**Directions**
Rewrite the records below, replacing "precision" with "accuracy" and leaving everything else unchanged.

**Input rows**

+ + +

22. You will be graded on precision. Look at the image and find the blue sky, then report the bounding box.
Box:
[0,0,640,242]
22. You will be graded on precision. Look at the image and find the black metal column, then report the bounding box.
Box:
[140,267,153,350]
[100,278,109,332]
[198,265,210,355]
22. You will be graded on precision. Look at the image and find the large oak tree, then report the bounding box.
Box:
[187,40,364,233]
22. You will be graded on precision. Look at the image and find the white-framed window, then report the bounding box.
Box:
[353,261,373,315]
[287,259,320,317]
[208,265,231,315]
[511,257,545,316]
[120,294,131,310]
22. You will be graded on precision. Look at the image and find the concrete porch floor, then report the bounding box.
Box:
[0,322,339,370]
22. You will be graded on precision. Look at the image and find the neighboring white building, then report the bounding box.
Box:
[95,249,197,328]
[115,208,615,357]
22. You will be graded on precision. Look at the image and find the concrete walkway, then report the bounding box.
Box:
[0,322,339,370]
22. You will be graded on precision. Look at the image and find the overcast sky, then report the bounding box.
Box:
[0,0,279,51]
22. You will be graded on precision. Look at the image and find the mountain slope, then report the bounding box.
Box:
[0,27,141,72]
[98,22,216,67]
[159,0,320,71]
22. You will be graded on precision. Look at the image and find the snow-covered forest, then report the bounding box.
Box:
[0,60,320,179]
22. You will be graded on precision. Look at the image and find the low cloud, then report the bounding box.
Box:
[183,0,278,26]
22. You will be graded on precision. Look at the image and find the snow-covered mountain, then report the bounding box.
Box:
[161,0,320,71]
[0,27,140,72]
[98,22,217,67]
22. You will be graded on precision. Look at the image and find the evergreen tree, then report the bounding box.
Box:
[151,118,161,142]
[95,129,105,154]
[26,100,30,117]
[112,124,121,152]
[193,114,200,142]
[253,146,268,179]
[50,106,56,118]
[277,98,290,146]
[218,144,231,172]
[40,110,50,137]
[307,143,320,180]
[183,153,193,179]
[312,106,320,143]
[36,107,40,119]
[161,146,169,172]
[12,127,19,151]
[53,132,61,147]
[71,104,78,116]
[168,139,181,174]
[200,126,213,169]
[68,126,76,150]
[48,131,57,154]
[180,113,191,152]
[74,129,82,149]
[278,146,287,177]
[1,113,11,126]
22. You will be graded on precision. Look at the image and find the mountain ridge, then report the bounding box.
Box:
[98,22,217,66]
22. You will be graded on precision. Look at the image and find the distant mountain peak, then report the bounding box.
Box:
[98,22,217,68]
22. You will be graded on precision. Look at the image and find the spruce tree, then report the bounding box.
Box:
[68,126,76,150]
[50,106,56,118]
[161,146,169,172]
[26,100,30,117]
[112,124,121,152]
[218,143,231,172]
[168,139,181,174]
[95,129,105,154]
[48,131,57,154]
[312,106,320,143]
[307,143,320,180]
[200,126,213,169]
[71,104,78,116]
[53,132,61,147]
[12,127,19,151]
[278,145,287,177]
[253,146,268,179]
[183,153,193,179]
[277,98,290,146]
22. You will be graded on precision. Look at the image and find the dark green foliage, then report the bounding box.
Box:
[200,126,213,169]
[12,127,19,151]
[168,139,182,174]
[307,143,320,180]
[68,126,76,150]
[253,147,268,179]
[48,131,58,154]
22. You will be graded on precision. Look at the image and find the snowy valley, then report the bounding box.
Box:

+ + +

**Solved problem**
22. You will be graded on accuracy. Look at the image and find the blue sky, then report the bounding box.
Box:
[0,0,640,242]
22. You will be graded on accuracy. Look at the image and find the black metal column, then report the bounding box.
Box:
[140,267,153,350]
[100,278,109,332]
[198,265,210,355]
22. You will be graded on accuracy. Look at the image and find the large oak tree, then report the bounding box.
Box:
[187,40,364,233]
22. You will be graded on accuracy. Look at the image and find the white-framed window, then report the bounding box.
Box:
[353,261,373,315]
[287,259,320,317]
[208,265,231,315]
[511,257,545,316]
[120,294,131,310]
22. You will be graded on accuracy. Look at the image and find the concrete porch floor, then report the bounding box.
Box:
[0,322,339,370]
22. You will be graded on accuracy. Look at the image and find the neighboring white building, then report the bounding box.
Box:
[95,249,197,328]
[115,208,615,357]
22. You will be graded on accuracy. Look at the image and find the concrete walkway, then report the bounding box.
Box:
[0,322,339,370]
22. You will be graded on accuracy. Look at the image and find the overcast sky, then report the bounding box.
Box:
[0,0,279,51]
22. You will be graded on accuracy. Look at the image and find the mountain slope, then report the bounding box.
Box:
[0,27,141,72]
[98,22,216,67]
[159,0,320,71]
22. You will be graded on accuracy. Look at the image and find the snow-covered forest, then report the bounding box.
Box:
[0,60,320,179]
22. You will be graded on accuracy. Look at the image and find the low cloud, then report the bounding box.
Box:
[183,0,278,26]
22. You will be graded on accuracy. Look at the image and find the snow-covered mountain, then report the bounding box.
Box:
[161,0,320,71]
[0,27,140,72]
[98,22,217,67]
22. You will be graded on accuracy. Look at the image and find the evergreen tree, then report the bounding box.
Box:
[151,118,161,142]
[95,129,105,154]
[26,100,30,117]
[112,124,121,152]
[193,114,200,142]
[253,146,268,179]
[50,106,56,118]
[277,98,290,146]
[218,144,231,172]
[40,110,50,137]
[307,143,320,180]
[183,153,193,179]
[312,106,320,143]
[36,107,40,119]
[161,146,169,172]
[12,127,19,151]
[53,132,61,147]
[71,104,78,116]
[168,139,181,174]
[200,126,213,169]
[68,126,76,150]
[48,131,57,154]
[180,113,191,152]
[74,129,82,149]
[278,146,287,177]
[1,113,11,126]
22. You will be graded on accuracy. Look at the image and find the mountain ridge, then report the bounding box.
Box:
[98,22,217,66]
22. You will be graded on accuracy. Look at the image and find the distant mountain peak, then report the bounding box.
Box:
[98,22,217,68]
22. You will be graded on accuracy. Look at the image and find the spruce tree, then report the bounding box.
Box:
[68,126,76,150]
[50,106,56,118]
[161,146,169,172]
[26,100,30,117]
[112,124,121,152]
[218,143,231,172]
[168,139,181,174]
[95,129,105,154]
[48,131,57,154]
[312,106,320,143]
[307,143,320,180]
[200,126,213,169]
[71,104,78,116]
[53,132,61,147]
[12,127,19,151]
[278,145,287,177]
[253,146,268,179]
[183,153,193,179]
[277,98,290,146]
22. You will be graded on accuracy. Look at the image and find the dark green foliage, then report the bounding box.
Box:
[200,126,213,169]
[12,127,19,151]
[168,139,182,174]
[307,143,320,180]
[68,126,76,150]
[253,147,268,179]
[48,131,58,154]
22. You will be graded on accuracy. Look at the image and find the snowy valley, then report the bounding box.
Box:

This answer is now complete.